---- Extrait

L'arrivée de Cortés dans la capitale aztèque
Bernal Díaz del Castillo accompagne le conquistador Hernán Cortés durant la conquête du Mexique. Il en tire des mémoires qui nous permettent de revivre les différents épisodes de cette épopée. Ici, Cortés et ses compagnons découvrent la capitale des Aztèques, Tenochtitlan.
Nous nous dirigeâmes donc vers le temple. Nous étions déjà arrivés à ses grands préaux, lorsque, étant encore sur la Place nous vîmes d’autres marchands qui, nous dit-on, vendaient de l’or comme on le sort des mines. Il était enfermé dans de petits tubes faits avec des plumes d’oies du pays, et assez transparents pour voir l’or à travers les parois. C’était d’après la longueur et l’épaisseur des tubes qu’on faisait les marchés : cela valait tant d’étoffes, tant de milliers de grains de cacao, tel esclave ou n’importe quel autre objet servant à l’échange. Ce fut là, du reste, que nous abandonnâmes la place sans l’examiner davantage. Nous arrivâmes aux vastes clôtures et aux préaux du grand temple, lequel était précédé d’une étendue considérable de cours qui me parurent dépasser les dimensions de la place de Salamanca. Le tout était clos de murs à chaux et à sable. Cette cour était pavée de grandes pierres blanches et très lisses ; partout où ces dalles manquaient, Ie sol, fait en maçonnerie, avait une surface très polie ; tout était du reste propre à ce point qu’on n’y voyait ni pailles ni poussière nulle part. Lorsqu’on nous vit approcher du temple, et avant que nous en eussions franchi aucun degré, Montezuma, qui était au sommet, occupé aux sacrifices, envoya six papes et deux personnages de distinction pour accompagner notre général. Au moment où celui-ci allait commencer à monter les degrés, qui s’élèvent au nombre de cent quatorze, ces personnages allèrent lui prendre le bras pour l’aider à monter, croyant qu’il en éprouverait de la fatigue, et voulant faire pour lui ce qu’ils faisaient pour leur seigneurMontezuma ; mais Cortès ne leur permit point.
Arrivés au haut du temple, nous vîmes une petite plate-forme dont le milieu était occupé par un échafaudage sur lequel s’élevaient de grandes pierres ; c’était sur elles que l’on étendait les pauvres indiens qui devaient être sacrifiés. Là se voyait une énorme masse représentant une sorte de dragon et d’autres méchantes figures. Autour de cet ensemble, beaucoup de sang avait été répandu ce jour-là même. Aussitôt que nous arrivâmes, Montezuma sortit d’un oratoire où se trouvaient ses maudites idoles, situées au sommet du grand temple ; deux papes l’accompagnaient. Après les démonstrations respectueuses faites à Cortès et à nous, il lui dit : "Vous êtes sans doute fatigué, seigneur Malinche, d’être monté jusqu’au haut de cet édifice." À quoi Cortés répondit, au moyen de nos interprètes, que ni lui ni aucun de nous ne se fatiguait jamais, quelle qu’en fût la raison. Le prince le prit aussitôt par la main, le priant de regarder sa grande capitale et toutes les autres villes que l’on voyait situées dans les eaux du lac, ainsi que les nombreux villages bâtis tout autour sur la terre ferme. Il ajoutait que si nous n’avions pas vu suffisamment sa grande place, de là nous la pourrions examiner beaucoup mieux. Nous admirâmes en effet toutes ces choses ; car cet énorme et maudit temple était d’une hauteur qui dominait au loin les alentours.

--------

> [Consigne de travail 1]
Réécrivez l'extrait sur l'arrivée de Cortés à Tenochtitlan depuis « L'arrivée de Cortés » jusqu'à « des Aztèques, Tenochtitlan. » inclus, en remplaçant « épopée » par « aventure ».
Les enregistrements n'ont aucun lien avec l'extrait.

---- Section de données

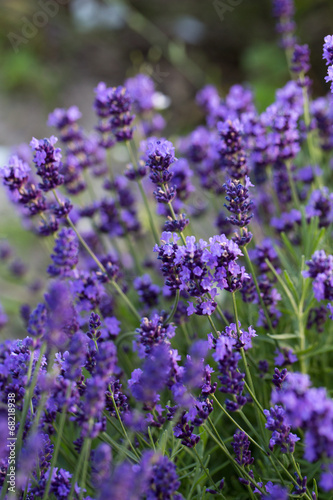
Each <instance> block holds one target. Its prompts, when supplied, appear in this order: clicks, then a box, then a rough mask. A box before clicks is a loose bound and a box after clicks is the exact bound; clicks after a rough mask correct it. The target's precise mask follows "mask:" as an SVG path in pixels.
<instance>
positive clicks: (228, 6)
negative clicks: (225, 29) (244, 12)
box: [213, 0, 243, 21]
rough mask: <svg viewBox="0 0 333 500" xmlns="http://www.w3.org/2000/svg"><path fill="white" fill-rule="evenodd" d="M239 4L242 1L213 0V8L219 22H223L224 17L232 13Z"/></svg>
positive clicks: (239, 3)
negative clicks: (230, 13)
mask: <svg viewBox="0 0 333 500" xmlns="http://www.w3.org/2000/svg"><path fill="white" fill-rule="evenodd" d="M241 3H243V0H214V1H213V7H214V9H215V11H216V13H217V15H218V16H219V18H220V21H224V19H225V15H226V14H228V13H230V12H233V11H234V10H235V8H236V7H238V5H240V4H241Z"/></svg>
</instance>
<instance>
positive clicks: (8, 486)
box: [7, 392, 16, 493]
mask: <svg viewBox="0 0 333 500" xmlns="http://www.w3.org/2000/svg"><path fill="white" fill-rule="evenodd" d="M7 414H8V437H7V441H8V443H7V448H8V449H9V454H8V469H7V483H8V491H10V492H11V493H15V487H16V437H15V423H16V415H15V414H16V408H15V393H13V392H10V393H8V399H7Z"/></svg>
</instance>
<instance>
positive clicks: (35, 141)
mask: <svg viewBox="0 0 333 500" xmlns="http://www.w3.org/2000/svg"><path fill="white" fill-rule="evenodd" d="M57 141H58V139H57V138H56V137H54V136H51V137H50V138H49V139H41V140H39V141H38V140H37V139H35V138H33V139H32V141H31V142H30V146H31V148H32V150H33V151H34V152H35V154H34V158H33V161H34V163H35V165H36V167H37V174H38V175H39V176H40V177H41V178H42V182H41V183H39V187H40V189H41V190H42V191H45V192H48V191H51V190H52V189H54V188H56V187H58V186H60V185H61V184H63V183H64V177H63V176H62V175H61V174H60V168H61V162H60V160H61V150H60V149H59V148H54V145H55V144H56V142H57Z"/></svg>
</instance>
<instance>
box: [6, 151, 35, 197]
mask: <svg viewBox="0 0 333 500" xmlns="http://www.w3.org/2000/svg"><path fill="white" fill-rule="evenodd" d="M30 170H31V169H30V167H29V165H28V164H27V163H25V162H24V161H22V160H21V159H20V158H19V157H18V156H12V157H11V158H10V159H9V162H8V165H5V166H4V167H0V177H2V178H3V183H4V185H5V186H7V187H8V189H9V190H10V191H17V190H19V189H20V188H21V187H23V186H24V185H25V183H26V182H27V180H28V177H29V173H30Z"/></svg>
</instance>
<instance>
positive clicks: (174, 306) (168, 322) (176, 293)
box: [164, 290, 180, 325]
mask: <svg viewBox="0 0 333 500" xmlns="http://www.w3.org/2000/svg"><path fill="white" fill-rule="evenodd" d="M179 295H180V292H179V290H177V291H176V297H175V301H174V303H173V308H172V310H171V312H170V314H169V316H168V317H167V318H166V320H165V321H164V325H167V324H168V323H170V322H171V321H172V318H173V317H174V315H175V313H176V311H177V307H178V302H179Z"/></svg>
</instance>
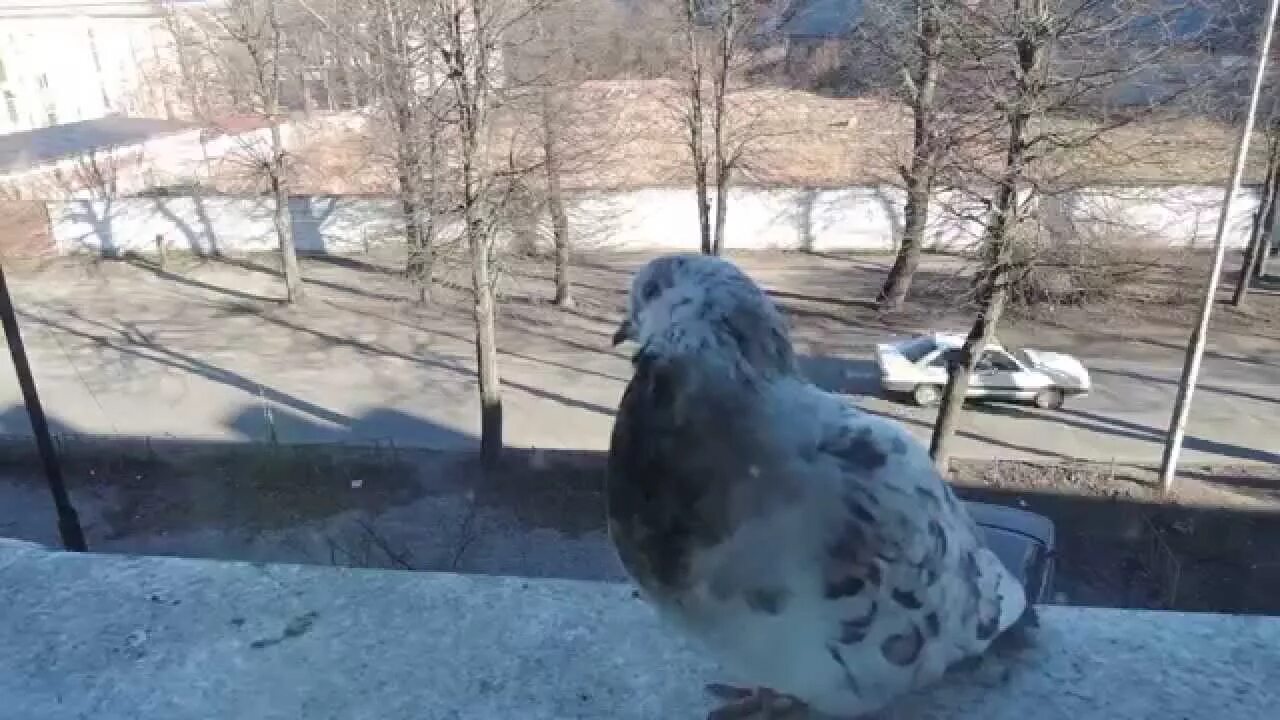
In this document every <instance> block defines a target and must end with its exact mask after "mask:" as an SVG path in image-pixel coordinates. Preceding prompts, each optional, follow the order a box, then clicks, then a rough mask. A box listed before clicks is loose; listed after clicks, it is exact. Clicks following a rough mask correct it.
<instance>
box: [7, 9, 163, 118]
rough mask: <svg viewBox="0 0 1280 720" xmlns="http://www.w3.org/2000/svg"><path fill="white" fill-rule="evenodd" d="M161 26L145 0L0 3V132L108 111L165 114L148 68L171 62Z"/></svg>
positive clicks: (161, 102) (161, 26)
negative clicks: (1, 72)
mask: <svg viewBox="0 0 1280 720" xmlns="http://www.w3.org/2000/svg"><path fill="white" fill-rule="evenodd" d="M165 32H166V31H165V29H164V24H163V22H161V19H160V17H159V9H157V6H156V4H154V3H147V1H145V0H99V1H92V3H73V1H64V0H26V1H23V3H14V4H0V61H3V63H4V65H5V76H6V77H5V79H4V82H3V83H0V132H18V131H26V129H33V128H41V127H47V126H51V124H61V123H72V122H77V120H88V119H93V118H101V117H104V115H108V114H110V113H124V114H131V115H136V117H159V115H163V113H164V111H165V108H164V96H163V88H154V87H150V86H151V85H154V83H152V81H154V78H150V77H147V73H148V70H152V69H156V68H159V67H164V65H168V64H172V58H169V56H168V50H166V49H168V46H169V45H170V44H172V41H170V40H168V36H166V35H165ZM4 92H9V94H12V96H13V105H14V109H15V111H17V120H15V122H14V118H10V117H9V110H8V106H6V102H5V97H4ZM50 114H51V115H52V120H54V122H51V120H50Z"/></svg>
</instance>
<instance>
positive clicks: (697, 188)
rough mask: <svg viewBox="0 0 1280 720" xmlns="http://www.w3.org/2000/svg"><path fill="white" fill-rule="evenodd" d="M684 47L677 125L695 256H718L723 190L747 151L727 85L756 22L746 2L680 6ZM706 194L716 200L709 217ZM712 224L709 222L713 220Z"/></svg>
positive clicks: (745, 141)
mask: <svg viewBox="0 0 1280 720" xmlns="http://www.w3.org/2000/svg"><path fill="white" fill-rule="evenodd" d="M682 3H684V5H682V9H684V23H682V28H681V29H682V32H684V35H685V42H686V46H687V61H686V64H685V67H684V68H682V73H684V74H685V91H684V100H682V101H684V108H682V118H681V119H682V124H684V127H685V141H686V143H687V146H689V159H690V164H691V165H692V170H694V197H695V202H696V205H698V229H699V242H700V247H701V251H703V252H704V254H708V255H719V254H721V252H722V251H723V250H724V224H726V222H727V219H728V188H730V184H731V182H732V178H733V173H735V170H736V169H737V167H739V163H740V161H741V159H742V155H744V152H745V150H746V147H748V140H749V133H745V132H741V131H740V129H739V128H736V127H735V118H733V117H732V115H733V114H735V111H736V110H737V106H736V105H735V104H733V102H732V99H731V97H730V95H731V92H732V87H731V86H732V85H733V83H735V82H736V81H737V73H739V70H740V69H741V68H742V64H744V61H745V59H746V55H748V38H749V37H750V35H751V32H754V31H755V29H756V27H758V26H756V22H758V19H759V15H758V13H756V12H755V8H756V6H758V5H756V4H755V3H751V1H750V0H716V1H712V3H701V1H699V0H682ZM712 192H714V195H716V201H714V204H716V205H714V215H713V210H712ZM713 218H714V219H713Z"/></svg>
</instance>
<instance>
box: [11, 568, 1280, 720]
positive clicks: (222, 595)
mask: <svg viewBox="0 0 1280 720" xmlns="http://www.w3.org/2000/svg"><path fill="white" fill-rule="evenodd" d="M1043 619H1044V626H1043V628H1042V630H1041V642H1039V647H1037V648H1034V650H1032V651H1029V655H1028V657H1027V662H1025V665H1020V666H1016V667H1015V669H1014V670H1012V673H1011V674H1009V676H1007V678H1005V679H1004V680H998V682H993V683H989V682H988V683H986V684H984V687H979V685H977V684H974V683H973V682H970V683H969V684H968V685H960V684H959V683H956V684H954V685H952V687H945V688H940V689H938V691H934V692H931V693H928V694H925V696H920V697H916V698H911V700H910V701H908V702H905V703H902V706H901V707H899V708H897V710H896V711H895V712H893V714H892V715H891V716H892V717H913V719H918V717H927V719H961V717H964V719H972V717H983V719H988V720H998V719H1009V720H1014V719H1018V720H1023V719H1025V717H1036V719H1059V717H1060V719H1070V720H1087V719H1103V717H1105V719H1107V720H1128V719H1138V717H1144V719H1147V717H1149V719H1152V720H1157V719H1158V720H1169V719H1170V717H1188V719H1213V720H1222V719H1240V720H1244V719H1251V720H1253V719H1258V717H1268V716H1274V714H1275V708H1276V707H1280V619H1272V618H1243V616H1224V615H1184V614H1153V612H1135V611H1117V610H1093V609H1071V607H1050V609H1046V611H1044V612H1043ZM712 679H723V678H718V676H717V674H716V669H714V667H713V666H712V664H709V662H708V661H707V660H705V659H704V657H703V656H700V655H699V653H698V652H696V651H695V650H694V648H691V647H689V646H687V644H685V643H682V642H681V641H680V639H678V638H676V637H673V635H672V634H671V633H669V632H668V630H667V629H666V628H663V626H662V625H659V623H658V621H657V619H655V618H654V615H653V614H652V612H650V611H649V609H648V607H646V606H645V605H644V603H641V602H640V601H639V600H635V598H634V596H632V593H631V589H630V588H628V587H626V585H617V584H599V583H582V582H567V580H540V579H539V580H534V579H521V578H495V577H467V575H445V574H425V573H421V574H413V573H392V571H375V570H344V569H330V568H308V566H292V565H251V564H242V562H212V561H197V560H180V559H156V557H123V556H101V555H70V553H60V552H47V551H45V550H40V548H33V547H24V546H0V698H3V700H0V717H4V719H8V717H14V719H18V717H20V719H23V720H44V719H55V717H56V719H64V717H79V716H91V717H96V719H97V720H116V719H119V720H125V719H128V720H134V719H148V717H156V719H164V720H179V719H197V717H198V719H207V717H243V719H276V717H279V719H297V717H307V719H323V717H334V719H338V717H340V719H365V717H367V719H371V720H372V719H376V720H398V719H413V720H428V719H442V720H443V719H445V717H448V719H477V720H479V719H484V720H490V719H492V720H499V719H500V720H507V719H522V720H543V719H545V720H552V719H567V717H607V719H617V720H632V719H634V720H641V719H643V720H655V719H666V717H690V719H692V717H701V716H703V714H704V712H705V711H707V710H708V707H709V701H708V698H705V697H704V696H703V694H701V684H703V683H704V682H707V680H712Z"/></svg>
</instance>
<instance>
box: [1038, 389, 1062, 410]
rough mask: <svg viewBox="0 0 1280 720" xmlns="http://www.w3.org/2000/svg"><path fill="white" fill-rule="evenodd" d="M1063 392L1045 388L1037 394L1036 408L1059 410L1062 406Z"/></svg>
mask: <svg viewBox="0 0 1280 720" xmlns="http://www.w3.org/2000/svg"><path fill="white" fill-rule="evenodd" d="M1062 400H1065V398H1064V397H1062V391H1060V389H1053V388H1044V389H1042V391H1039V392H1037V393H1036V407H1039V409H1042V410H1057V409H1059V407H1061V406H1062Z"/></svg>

--------

> [Consigne de travail 2]
Affichez chaque ligne des enregistrements contenant la chaîne « positive ».

> [Réponse 1]
L'arrivée de Cortés dans la capitale aztèque
Bernal Díaz del Castillo accompagne le conquistador Hernán Cortés durant la conquête du Mexique. Il en tire des mémoires qui nous permettent de revivre les différents épisodes de cette aventure. Ici, Cortés et ses compagnons découvrent la capitale des Aztèques, Tenochtitlan.

> [Réponse 2]
positive clicks: (228, 6)
positive clicks: (239, 3)
positive clicks: (8, 486)
positive clicks: (35, 141)
positive clicks: (174, 306) (168, 322) (176, 293)
positive clicks: (161, 102) (161, 26)
positive clicks: (697, 188)
positive clicks: (745, 141)
positive clicks: (222, 595)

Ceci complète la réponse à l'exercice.